*** Opening Exercise material ***

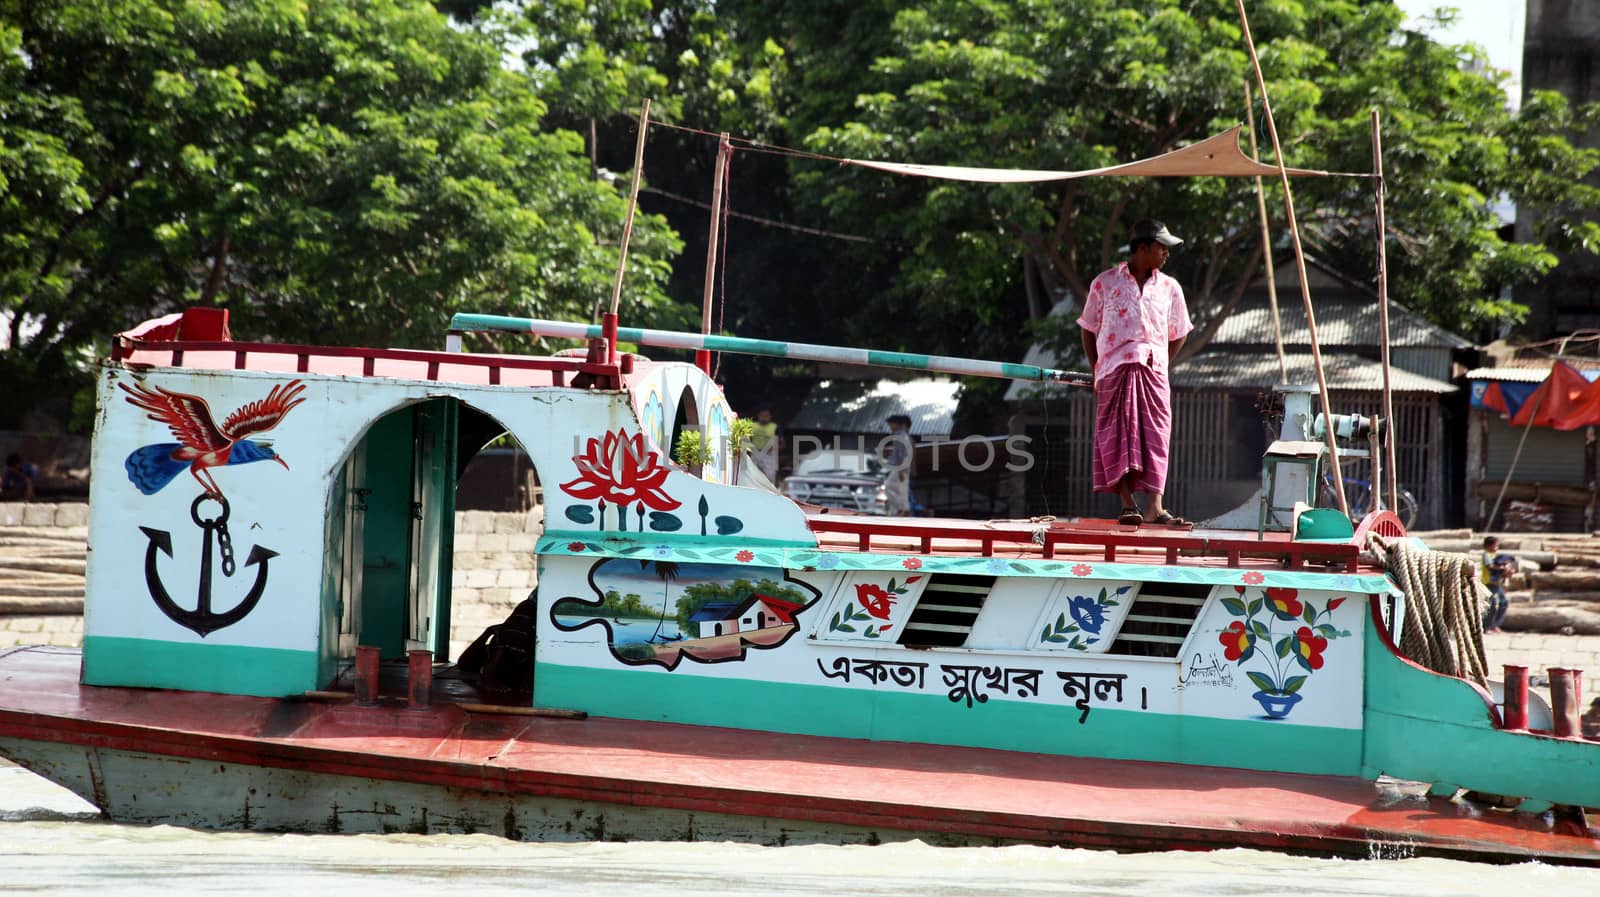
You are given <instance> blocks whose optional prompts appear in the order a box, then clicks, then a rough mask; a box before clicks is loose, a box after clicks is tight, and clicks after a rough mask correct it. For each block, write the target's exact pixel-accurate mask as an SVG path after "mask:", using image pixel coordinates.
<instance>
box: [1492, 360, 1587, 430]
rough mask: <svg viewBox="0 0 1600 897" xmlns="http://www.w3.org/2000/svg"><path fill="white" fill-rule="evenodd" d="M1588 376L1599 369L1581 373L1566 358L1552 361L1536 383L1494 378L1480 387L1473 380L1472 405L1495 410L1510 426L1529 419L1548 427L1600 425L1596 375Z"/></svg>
mask: <svg viewBox="0 0 1600 897" xmlns="http://www.w3.org/2000/svg"><path fill="white" fill-rule="evenodd" d="M1472 374H1478V371H1472ZM1472 374H1469V376H1472ZM1590 377H1600V371H1589V373H1587V374H1584V373H1582V371H1578V369H1576V368H1573V366H1571V365H1568V363H1566V361H1555V363H1554V365H1550V373H1549V376H1546V377H1544V381H1542V382H1539V384H1538V385H1534V384H1530V382H1501V381H1498V379H1496V381H1490V382H1486V384H1483V387H1482V389H1478V384H1474V389H1472V405H1474V406H1475V408H1488V409H1490V411H1499V413H1501V414H1504V416H1506V417H1509V419H1510V424H1512V425H1514V427H1526V425H1528V422H1530V421H1531V422H1533V425H1534V427H1549V429H1552V430H1578V429H1581V427H1600V379H1594V381H1592V379H1590ZM1474 379H1477V377H1474Z"/></svg>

*** Closing Exercise material ***

> [Exercise goal]
With the images left out, set down each record exactly as it appears.

> [Output for this exercise]
You are given <instance> blocks whose optional prompts appear in the order a box, then clicks, then a rough mask; a box before clicks is loose, a box after clicks is tight, and clicks after a rough mask correct it. For each block, write the target's exact pixel-accurate mask as an SVG path after "mask:", using image pixel coordinates.
<instance>
box: [1492, 360, 1587, 430]
rough mask: <svg viewBox="0 0 1600 897" xmlns="http://www.w3.org/2000/svg"><path fill="white" fill-rule="evenodd" d="M1588 376L1599 369L1581 373L1566 358L1552 361L1536 383L1494 378L1480 387L1473 380L1472 405L1495 410L1510 426L1529 419L1548 427L1600 425L1596 375Z"/></svg>
mask: <svg viewBox="0 0 1600 897" xmlns="http://www.w3.org/2000/svg"><path fill="white" fill-rule="evenodd" d="M1472 374H1478V371H1472ZM1472 374H1469V376H1472ZM1590 377H1600V371H1589V373H1587V374H1584V373H1582V371H1578V369H1576V368H1573V366H1571V365H1568V363H1566V361H1555V363H1554V365H1550V373H1549V376H1546V377H1544V381H1542V382H1539V384H1538V385H1534V384H1530V382H1501V381H1498V379H1496V381H1490V382H1486V384H1483V387H1482V389H1478V384H1474V389H1472V405H1474V406H1475V408H1488V409H1490V411H1499V413H1501V414H1504V416H1506V417H1509V419H1510V424H1512V425H1514V427H1526V425H1528V422H1530V421H1531V422H1533V425H1534V427H1549V429H1552V430H1578V429H1581V427H1600V379H1594V381H1592V379H1590ZM1474 379H1477V377H1474Z"/></svg>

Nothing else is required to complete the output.